Given exercise: Rescale the rows below, starting at the beginning of the rows and going on through the line that contains "[169,0,220,49]", both ends included, and write out only those lines again with the requests kept. In the answers, multiply every bounding-box coordinate by 0.75 and round to a whole number, with halves rounded up.

Raw data:

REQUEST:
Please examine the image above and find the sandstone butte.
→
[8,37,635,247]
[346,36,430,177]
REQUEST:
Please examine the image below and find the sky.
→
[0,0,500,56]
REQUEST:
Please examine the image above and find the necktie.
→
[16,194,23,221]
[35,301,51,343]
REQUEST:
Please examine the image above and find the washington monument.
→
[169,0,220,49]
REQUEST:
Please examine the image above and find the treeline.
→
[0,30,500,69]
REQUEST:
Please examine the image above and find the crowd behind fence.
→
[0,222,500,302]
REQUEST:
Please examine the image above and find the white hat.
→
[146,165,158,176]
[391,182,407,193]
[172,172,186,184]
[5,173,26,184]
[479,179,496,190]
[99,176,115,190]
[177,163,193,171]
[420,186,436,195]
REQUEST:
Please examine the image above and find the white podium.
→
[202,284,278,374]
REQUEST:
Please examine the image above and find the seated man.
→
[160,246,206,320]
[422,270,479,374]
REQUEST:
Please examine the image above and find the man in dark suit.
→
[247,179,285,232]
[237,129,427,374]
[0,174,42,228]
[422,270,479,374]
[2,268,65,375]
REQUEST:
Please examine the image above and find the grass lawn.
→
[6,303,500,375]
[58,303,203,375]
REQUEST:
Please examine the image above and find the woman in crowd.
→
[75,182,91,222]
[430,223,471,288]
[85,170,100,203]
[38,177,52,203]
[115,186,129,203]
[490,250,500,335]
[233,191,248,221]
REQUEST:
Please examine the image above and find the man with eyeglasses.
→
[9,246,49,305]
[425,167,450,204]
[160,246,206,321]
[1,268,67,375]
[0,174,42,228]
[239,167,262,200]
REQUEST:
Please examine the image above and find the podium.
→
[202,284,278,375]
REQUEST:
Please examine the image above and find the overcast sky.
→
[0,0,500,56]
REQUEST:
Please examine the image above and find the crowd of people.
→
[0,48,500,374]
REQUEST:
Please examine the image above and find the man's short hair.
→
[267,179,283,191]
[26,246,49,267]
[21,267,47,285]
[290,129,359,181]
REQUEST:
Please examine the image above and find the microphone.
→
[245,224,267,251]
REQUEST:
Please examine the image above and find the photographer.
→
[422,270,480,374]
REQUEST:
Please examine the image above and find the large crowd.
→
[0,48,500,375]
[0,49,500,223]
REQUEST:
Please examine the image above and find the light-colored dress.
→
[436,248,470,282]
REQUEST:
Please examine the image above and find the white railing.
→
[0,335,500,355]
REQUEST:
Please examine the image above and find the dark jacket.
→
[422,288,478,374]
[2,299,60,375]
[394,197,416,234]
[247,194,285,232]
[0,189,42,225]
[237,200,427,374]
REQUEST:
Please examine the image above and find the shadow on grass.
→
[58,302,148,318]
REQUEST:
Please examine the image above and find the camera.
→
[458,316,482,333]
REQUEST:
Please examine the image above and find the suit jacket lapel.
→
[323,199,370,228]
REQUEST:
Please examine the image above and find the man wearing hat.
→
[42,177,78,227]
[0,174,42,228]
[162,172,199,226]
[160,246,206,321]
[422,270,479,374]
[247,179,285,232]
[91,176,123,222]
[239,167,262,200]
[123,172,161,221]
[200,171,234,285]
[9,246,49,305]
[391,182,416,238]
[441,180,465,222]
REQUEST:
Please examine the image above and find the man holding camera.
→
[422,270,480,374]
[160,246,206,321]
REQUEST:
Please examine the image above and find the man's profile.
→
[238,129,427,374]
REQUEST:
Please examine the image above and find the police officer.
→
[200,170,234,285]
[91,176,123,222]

Task result:
REQUEST:
Please examine the image above and find the sandstone butte.
→
[6,28,476,185]
[260,27,323,133]
REQUEST:
Please examine the image below and find the sky.
→
[0,0,375,42]
REQUEST:
Please examine the image above and find the necktie.
→
[12,146,17,166]
[26,226,38,257]
REQUEST:
Please examine the image above and find the washington monument.
→
[127,0,165,37]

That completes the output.